### [Extracted text]
My god... it's full of... hobos. Should I bite one? Wait, do I need blood? I don't see a health bar (unless it's marked with a crown for some inexplicable reason?) or blood pool. Avoid the po-po paddock and instead climb up an air duct. Nothing up here except a graffitid smokestack. Let's try this gliding thing. Can I make the jump?
(Seattle) gamers never look up, luckily
Yup. Easily. Except there's still nothing to see or do on this block of rooftops either, except another graffito. Drop down to street level and I've already hit the northern edge of the map. Well that was a significantly duller exploration mission than my last hike north. Can I break into a car? No? Pick up a trash can and throw it? No? Can I at least kick the bucket? No bucket. Fine. Guess I'll do the stupid quest after all. Sniff-sniff, meet the sheriff, sniff-sniff, and I'm already across town. Wow. This can't be the entire overland map.
Can it? It's just about the same size or smaller than the combined zones from twenty years ago!

Destination's guarded, stealth-kill a couple of ghouls, sneak past the rest. I'll admit the parkour elements aren't too bad for providing alternate routes.
Except they just get called over by the door guard if I bypass them anyway aaaaand, I'm dead. Knocked back to the beginning of the sequence because of the stupid checkpoint system. Why the fuck is your combat copied from third-rate shovelware like ELEX, enemies bouncing around you instantly, randomly, inertia-less. On my fourth attempt I finally make it in. Hell with it though, I'm soured on this game for tonight.
 

Saturday
Fine, let's talk to some Anarchs. Except no, it's just more of this idiotic punch-drunk slapfest. The combat physics were admittedly terrible in the original Bloodlines, but at least they were merely primitive and underdeveloped, not purposely dumbed down and infuriating. I would assume TCR wanted to emphasize supernatural speed and power, with punches strong enough to knock enemies around. In effect it instead produces rubberized rag dolls bouncing back and forth like Tom and/or Jerry and every single mook instantly dashes behind you after attacks. Twitchy and boring at the same time. And what idiot thought it a good idea to remove the PC's inventory?
No weapons? What? My only option is to make improvised weapons out of what should become my own arsenal and throw them away? Okay, pro tip you cretins: THIS WAS SUPPOSED TO BE AN RPG!!! As in the genre most dependent on empowering the player to create a personal identity! To build up a multifaceted array of choices as he advances. That means class choice, skill choice, appearance choice, moral choice, combat/stealth/diplomacy quest solution choice and yes, included among all that, choice of weapon, my trusty gluon gun or fire axe or Mourning Frost or even a simple slingshot! Because it's mine and I-call-it-Vera!

(Collection entries)
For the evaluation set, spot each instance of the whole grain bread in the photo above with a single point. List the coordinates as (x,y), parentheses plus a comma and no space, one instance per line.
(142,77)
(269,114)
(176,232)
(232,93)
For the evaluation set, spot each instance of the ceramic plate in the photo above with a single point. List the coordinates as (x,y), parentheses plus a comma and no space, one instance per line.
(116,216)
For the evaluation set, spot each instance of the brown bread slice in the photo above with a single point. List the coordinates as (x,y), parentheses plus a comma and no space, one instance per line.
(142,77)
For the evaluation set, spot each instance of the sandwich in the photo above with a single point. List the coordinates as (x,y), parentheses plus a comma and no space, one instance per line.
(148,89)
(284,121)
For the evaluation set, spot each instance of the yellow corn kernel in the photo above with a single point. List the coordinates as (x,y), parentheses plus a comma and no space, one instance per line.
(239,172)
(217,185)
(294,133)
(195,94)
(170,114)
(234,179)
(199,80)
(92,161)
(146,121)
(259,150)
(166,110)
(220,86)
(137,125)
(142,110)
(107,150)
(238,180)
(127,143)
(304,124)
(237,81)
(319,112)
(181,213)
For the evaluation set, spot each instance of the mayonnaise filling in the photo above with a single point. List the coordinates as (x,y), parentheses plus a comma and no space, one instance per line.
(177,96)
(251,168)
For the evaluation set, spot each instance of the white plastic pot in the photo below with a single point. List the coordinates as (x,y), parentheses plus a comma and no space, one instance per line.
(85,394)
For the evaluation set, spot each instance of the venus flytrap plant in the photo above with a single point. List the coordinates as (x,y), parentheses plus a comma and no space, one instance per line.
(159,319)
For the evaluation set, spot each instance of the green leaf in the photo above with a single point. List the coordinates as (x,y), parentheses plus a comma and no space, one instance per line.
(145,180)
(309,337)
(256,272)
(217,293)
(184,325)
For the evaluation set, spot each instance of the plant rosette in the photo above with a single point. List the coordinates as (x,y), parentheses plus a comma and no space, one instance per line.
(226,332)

### [Work to complete]
A. List the weapons the game review names as examples of what a player might choose.
B. In the game review, copy the passage from "Can it? It's" up to and including "game for tonight.".
C. Pick up the game review after its final sentence and keep writing it.

### [Exercise responses]
A. gluon gun, fire axe, Mourning Frost, slingshot

B.
Can it? It's just about the same size or smaller than the combined zones from twenty years ago!

Destination's guarded, stealth-kill a couple of ghouls, sneak past the rest. I'll admit the parkour elements aren't too bad for providing alternate routes.
Except they just get called over by the door guard if I bypass them anyway aaaaand, I'm dead. Knocked back to the beginning of the sequence because of the stupid checkpoint system. Why the fuck is your combat copied from third-rate shovelware like ELEX, enemies bouncing around you instantly, randomly, inertia-less. On my fourth attempt I finally make it in. Hell with it though, I'm soured on this game for tonight.

C.
 
Moving on. Find Fait-Bien's corpse in an unexpectedly flat scene. How? How do you manage to turn such drama as discovering you've murdered your now closest companion into a monotone snooze? Will every character in this game continue delivering nothing but the same vaguely bored, vaguely annoyed, unrehearsed line reading in every single dialogue? Where is the humour, the pathos, the tension which elevated A Machine for Pigs a dozen years ago past its simple walk-and-click mechanics? I try stopping by the pawn shop and am summarily placed back onto the plot rails without the mooks even introducing themselves.
Will this whole affair remain completely linear?
Yes I'm lonely because your supposed game offers no gameplay! By this point in the original I'd already eaten some rats, picked up some loot, slotted more than one skill point, met Smiling Jack, Deb, Trip, the scared guy I mugged for his watch, Heather, Mercurio and Lacroix each with vibrant, expressive personalities and divergent takes on your situation.

At least in Lou-Lou's case the voicing fits a bit better as restrained Ventrue aristocratic hauteur. Not that she has much to say:
Yes, let us dryly exposit the fact that we don't even have anything to dryly exposit.
Seattle: is a city.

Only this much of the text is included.